Résumez en deux phrases le texte sur la dette publique.

Passage du texte:
######

Y a-t-il une arnaque à la dette publique ?

Bien sûr que non. Les marchés financiers prêtent aux Etats en contrepartie d’un intérêt. Il n’y a donc absolument pas d’arnaque : l`Etat indemnise ses prêteurs comme n’importe quel emprunteur. L’utilisation de l’argent dans le temps a un prix, et ce prix, c’est le taux d’intérêt.

L’intérêt rémunère en réalité deux choses : le coût d’immobilisation de l’argent et le risque de non remboursement. En effet, les prêteurs ont devant eux plusieurs choix d’investissements : si l’Etat ne propose pas d’intérêts, personne ne souscrira à sa dette. D’autre part, le prêteur prend un risque : celui de ne pas être remboursé. Il est donc normal que plus l’emprunteur soit susceptible de faire défaut, plus le taux d’intérêt exigé de lui soit élevé.

C’est extrêmement simple, tout le monde doit pouvoir se mettre d’accord avec ces propositions.

Pourquoi l’Etat ne peut-il pas emprunter directement auprès de sa banque centrale ?

Tout simplement parce que c’est aujourd’hui interdit. Cette interdiction résulte de dispositions législatives et du fameux article 123 du Traité de Lisbonne (voir ci-dessous). Nous allons voir ensuite pourquoi cette interdiction, s'il est souhaitable d'y mettre un terme, n'a rien du scandale que certains voudraient décrire.

Que disent les fameux articles 123 du Traité de Lisbonne (TFUE) et la loi française ?

Ils disent plus ou moins la même chose, contentons-nous de L’article L. 141-3 du Code monétaire et financier (dont sa forme actuelle date de 1993). Il dispose qu’« il est interdit à la Banque de France d'autoriser des découverts ou d'accorder tout autre type de crédit au Trésor public ou à tout autre organisme ou entreprise publics. L'acquisition directe par la Banque de France de titres de leur dette est également interdite. »

Cet article est vraiment très clair, l’article 123 du traité de Lisbonne est de la même veine. La plupart des gens devraient les lire au lieu de croire sur parole les horreurs qu'on leur attribue.

Très concrètement, cela signifie l’interdiction de la monétisation directe des finances publiques, autrement dit que la Banque centrale achète la dette publique dès son émission. Nous allons voir que si la fin de cette interdiction est souhaitable, elle ne résoudra pas d’un coup de baguette magique le problème de la dette et des déficits publics comme certains voudraient nous le faire croire.

######

Matériel présenté:
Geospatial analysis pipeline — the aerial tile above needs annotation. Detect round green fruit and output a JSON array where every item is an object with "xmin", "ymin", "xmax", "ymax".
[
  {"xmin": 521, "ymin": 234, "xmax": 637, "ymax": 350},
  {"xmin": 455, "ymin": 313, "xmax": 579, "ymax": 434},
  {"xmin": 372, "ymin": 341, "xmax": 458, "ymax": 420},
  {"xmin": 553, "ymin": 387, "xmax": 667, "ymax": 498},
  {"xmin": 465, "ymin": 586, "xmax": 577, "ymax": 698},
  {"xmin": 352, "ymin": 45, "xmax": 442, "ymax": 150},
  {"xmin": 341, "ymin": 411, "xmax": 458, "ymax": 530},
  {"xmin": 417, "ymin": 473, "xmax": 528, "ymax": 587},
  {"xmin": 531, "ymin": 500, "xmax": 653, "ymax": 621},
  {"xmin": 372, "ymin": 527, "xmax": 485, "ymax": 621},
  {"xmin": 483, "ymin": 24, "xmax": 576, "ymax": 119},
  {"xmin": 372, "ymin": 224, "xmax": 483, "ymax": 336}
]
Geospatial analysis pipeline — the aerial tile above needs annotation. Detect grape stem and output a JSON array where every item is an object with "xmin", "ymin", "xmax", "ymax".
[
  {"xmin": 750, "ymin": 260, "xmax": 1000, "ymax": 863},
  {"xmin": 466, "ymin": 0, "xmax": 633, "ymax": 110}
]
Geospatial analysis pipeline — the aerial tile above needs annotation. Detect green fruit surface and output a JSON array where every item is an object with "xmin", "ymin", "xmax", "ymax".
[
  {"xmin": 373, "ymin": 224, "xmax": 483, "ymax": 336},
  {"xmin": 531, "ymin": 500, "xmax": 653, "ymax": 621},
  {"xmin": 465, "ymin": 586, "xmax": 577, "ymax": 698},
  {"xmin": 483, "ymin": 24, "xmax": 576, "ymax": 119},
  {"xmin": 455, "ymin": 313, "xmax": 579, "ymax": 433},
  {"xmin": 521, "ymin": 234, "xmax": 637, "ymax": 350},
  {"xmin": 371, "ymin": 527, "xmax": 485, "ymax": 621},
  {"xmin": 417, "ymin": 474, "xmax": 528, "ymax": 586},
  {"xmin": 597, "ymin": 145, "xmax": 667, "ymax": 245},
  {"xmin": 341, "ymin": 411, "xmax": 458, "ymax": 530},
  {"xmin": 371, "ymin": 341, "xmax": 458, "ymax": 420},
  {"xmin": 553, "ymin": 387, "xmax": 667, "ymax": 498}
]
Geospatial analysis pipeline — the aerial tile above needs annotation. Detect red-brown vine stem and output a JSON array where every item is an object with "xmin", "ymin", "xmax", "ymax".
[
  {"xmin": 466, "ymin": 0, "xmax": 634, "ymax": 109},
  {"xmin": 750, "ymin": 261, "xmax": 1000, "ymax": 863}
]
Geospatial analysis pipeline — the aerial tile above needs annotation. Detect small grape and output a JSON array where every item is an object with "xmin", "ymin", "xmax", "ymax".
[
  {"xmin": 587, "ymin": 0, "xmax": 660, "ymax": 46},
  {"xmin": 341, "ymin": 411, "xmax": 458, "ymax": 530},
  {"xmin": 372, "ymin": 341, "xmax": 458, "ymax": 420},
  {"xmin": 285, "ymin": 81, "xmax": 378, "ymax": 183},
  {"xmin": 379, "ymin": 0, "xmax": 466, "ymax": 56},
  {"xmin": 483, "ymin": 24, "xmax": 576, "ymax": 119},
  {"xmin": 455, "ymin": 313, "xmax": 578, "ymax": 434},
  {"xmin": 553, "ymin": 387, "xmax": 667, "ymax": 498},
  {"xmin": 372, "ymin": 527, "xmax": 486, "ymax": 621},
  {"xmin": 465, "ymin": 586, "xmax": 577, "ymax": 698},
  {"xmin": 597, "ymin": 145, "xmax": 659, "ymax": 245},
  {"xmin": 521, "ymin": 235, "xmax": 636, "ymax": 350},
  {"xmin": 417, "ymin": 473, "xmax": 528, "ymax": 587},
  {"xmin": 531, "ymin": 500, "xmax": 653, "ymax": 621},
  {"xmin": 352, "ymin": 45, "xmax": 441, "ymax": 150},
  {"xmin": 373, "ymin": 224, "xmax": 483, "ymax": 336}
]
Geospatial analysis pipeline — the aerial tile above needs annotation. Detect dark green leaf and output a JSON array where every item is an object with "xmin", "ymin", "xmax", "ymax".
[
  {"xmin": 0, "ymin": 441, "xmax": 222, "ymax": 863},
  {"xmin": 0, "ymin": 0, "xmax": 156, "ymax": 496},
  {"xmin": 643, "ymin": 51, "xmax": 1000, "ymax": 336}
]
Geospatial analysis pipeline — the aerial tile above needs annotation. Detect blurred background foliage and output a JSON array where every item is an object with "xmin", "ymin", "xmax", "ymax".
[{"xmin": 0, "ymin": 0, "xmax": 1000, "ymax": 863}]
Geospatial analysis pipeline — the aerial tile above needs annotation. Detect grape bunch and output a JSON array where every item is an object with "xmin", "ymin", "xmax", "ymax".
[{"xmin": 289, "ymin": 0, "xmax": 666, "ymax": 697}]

######

Résultat: Il n'y a pas d'arnaque à la dette publique : les marchés financiers prêtent aux États contre un intérêt, qui rémunère l'immobilisation de l'argent et le risque de non-remboursement. L'État ne peut pas emprunter directement auprès de sa banque centrale, car l'article L. 141-3 du Code monétaire et financier et l'article 123 du traité de Lisbonne interdisent la monétisation directe des finances publiques, et la fin de cette interdiction, même souhaitable, ne résoudrait pas d'un coup le problème de la dette et des déficits publics.